SUPPLIED PASSAGE
Let’s learn Panda

image source : imgur

Pandas…. Abbreviation of Panel data. Panda is a Python library module for data analysis and data manipulation. Data, as it is said, is one of the most important aspect in the field of Machine Learning. Machines cannot be trained until and unless it is provided with data (because Duh!!! What will it learn ???). That being said, In this world of infinite type of data formats and their uneven scattering, Data will not present itself every time in a decorated and beautiful manner(Damn! Its a big mess). This is where Panda comes to the rescue. Panda makes data cleaning, formatting, refining and all sorts of data manipulation millions of times faster and efficient ! Its ease of use, open source nature, Fantastic documentation, Huge community, active development since its initial release, are just some of the features that panda owes to for its fame among the data scientist.

Without any further due let’s get our hands dirty and get familiar with some of the basic functionalities Panda has to offer.

NOTE: In this post I am going to assume that you already have panda installed on your machine. If not, you might want to do that first i.e. ‘pip install pandas


Lets start with some basic panda setup and usage!

#basic usage
import pandas as pd
import matplotlib.pyplot as plt
from matplotlib import style
style.use('fivethirtyeight')
stats = {
'Day':[1,2,3,4,5,6],
'Visitors':[43,34,65,56,29,76],
'Bounce_Rate':[65,67,78,65,45,52]
}
df = pd.DataFrame(stats)
print(df.head())
print(df.tail())
print(df.head(2))
print(df.tail(2))
print(df.shape)
df.set_index('Day', inplace = True)
print(df)
df.index.name = 'Day'
df.reset_index(inplace = True)
print(df)

Now lets move on to some of the basic column operation.

#column operations
import pandas as pd
import matplotlib.pyplot as plt
from matplotlib import style
style.use('fivethirtyeight')
stats = {
'Day':[1,2,3,4,5,6],
'Visitors':[43,34,65,56,29,76],
'Bounce_Rate':[65,67,78,65,45,52]
}
df = pd.DataFrame(stats)
AXIS = 0 STANDS FOR ROWS
df.drop(['Day', 'Visitors'], axis = 1, inplace = True)

EXERCISE TASK 1
Answer from the pandas tutorial:
(a) What is "Pandas" an abbreviation of?
(b) What command does it give for installing the library?
(c) Which style is passed to style.use() in the code?
EXERCISE TASK 2
Using only the reasons the pandas tutorial gives, explain why Panda is useful for preparing data for machine learning.
The material after the pandas tutorial is separate from it.

DATA SEGMENT
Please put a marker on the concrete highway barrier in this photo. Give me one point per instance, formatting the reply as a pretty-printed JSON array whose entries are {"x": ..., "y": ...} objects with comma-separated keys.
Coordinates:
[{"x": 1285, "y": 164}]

TASK SOLUTION 1
(a) Panel data.
(b) pip install pandas
(c) 'fivethirtyeight'

TASK SOLUTION 2
Machines cannot be trained unless they are given data, but data comes in countless formats, is unevenly scattered, and is often a mess rather than neatly presented. Panda helps by making data cleaning, formatting, refining and other manipulation much faster and more efficient.